> **Task list**
A. According to the blog post about the writer's 2013 fiction schedule, how many fiction projects does the spreadsheet plan for the year?
B. Extend the blog post about the writer's 2013 fiction schedule, starting after its final sentence.

I've had an idea. A wonderful, awful, Grinchy idea. An idea guaranteed to make my heart two or three sizes larger if it works, no matter what time of year.
See, I have this spreadsheet -- no, not my daily log spreadsheet. A different spreadsheet: my 2013 fiction schedule. I'm only nine work weeks into the year, and I already hate this document. It shows my estimated schedule for 24 fiction projects to send off and/or publish this year. This is such an overwhelming amount of work, it's hard for me to wrap my head around it. These aren't cute little poems. There are three novels and six novellas in the mix, a total load approaching nearly 400,000 words. As a side job? While trying to support four kids and a mortgage through my day job?
Ludicrous. Insane. But not impossible.
What does seem impossible is fitting even more fiction work into my year. That's why I find it so frustrating that ideas for more stories keep popping into my head. It's like the muse is taunting me, daring me to complain.
Some problem, I know. Many people complain of having no ideas. It must be nice being able to pick and choose.
Well, it is and it isn't. The obvious problem is that if you have irresistible ideas coming at you faster than you can write them, then you end up with a hard drive full of stories written to the 30% or 40% mark, right about the point where that initial rush of inspiration wears off and you're left with the hard work of actually building a good story. It's like consistently dumping your boy/girlfriends after the third or fourth date, right about the time when you realize that the fun fling needs to turn into a serious relationship if it's going to continue.
The other problem I'm finding is that my short stories have a way of growing too long. I seem to struggle with creating concise story concepts and keeping them reigned inside of the 5,000-word mark. I'm realizing that magazines and fiction sites rarely want anything longer than 4,000 words. If I could come up with a zinger in less than 2,000 words, I bet it would practically sell itself. Those ideas never seem to hit me.
The muse has a dark sense of humor.
Well, a week ago, I was struck by an idea that I'm reasonably sure can fit under 4,000 words, possibly even 3,000. But when can I write it? I don't have a short story opening on my 2013 calendar for at least another nine weeks. It's not just about the frustration of being unable to move on something that's burning in my head. It's the feeling that I have a salable idea that's not going to be generating...anything. Money, readers, discussion, momentum. Nothing.
What to do?
Well, while running hard drive benchmark tests earlier today, I was catching up on some indie publishing blogs, and I ran across this profanity-riddled gem at Chuck Wendig's Terribleminds. I love this guy. He says exactly the sort of things that I would say if I was 100% sure that neither my kids nor my potential employers ever checked up on my site. In this post, he echoes the common professional wisdom that the "secret" of writing a novel is simply to write a little bit every day until it's done. Wendig just says it in a much more entertaining way.

> **Data supplied**
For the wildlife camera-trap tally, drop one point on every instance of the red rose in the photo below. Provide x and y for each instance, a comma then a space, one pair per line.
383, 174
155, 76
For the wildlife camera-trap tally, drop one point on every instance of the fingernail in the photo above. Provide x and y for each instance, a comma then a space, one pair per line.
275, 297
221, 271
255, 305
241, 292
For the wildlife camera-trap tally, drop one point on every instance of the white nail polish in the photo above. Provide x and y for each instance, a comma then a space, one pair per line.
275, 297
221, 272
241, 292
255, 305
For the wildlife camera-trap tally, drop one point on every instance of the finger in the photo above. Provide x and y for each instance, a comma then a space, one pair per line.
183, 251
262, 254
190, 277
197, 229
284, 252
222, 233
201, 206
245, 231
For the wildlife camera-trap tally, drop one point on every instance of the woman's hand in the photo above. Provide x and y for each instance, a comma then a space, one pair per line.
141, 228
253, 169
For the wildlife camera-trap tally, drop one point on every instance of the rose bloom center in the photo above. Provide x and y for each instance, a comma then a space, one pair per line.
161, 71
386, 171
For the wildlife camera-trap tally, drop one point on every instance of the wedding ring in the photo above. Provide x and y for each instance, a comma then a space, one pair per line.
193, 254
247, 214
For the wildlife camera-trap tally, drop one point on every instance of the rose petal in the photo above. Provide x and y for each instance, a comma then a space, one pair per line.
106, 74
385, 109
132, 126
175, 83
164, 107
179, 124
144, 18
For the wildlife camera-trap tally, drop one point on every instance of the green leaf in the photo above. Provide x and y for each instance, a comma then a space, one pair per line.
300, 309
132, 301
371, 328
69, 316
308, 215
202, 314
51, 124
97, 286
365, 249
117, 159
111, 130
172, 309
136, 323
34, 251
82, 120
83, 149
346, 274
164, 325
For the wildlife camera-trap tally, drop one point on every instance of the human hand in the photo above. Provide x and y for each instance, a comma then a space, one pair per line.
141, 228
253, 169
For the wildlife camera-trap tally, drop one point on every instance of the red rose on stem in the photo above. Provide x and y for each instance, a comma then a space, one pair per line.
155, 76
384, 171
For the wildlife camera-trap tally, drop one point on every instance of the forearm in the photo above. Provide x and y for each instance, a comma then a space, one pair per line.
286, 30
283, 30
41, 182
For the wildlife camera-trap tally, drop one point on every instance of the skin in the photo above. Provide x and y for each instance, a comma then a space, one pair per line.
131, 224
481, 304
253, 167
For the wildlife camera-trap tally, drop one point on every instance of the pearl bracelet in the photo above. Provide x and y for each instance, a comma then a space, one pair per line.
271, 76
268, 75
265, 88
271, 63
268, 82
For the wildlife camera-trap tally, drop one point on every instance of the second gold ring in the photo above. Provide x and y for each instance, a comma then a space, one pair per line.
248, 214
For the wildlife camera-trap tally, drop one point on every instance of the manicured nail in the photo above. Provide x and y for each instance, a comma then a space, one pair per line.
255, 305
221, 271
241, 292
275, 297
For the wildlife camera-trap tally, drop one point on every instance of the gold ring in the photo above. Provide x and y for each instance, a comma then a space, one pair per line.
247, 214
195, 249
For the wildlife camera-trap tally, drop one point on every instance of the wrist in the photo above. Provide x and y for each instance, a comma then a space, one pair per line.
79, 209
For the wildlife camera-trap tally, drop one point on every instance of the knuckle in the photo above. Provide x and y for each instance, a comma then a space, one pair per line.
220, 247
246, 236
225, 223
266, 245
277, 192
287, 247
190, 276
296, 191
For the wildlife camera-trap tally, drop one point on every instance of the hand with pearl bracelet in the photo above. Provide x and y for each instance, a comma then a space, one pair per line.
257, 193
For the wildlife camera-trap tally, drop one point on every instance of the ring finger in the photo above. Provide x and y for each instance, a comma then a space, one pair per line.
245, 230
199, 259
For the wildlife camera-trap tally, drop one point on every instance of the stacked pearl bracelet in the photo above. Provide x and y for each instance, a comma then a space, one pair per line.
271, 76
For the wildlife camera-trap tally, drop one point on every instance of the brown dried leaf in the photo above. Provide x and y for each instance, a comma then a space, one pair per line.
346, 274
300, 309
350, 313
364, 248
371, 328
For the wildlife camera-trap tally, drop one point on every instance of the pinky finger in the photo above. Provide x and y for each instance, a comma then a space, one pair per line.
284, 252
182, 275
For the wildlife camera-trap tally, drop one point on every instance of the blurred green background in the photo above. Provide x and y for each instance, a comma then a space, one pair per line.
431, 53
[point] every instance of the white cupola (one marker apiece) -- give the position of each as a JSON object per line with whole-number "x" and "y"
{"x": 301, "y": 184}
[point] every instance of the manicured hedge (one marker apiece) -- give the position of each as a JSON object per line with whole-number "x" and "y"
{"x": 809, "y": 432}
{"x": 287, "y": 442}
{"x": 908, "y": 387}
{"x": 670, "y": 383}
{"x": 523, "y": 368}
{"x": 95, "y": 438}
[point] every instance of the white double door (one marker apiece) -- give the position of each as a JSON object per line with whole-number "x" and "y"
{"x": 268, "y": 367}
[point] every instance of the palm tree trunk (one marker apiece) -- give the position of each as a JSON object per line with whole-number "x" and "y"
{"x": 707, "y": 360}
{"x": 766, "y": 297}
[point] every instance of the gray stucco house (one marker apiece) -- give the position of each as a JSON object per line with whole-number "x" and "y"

> **Final answers**
A. 24 fiction projects.

B.
BUT! This also comes on the heels of another discussion I had with a friend in which he detailed the reasons why he hasn't been making progress with his novel. Too many other projects. Longer job hours. Not willing to take on the stress of blah blah blah. And that's fine. My friend has far less life stress and more money in the bank than I do, so who am I to judge? But he's also willing to live with never becoming a prolific, full-time fiction writer. I'm not. Therein lies the rub.
With these two thought streams swirling around in my head, I had that wonderful, awful, Grinchy idea.
I am going to write my next short story...in the bathroom.
Yes. It's not impossible. A year or two ago, I started on a novel concept in a similar fashion, but I didn't have the idea properly fleshed out, and it ended up going nowhere because I didn't know where it was going. But I did end up with a few thousand words of material all written from my smartphone in the bathroom in little 50- to 100-word snippets on Google Docs. So while the story still sits in my "someday" folder, the experience proved to me that minutes add up, even those minutes where you normally do nothing but sit and stare at the wall. (OK, that's not entirely true. I normally read from my Kindle app or listen to audiobooks at such times. Being mentally idle just irks the hell out of me.)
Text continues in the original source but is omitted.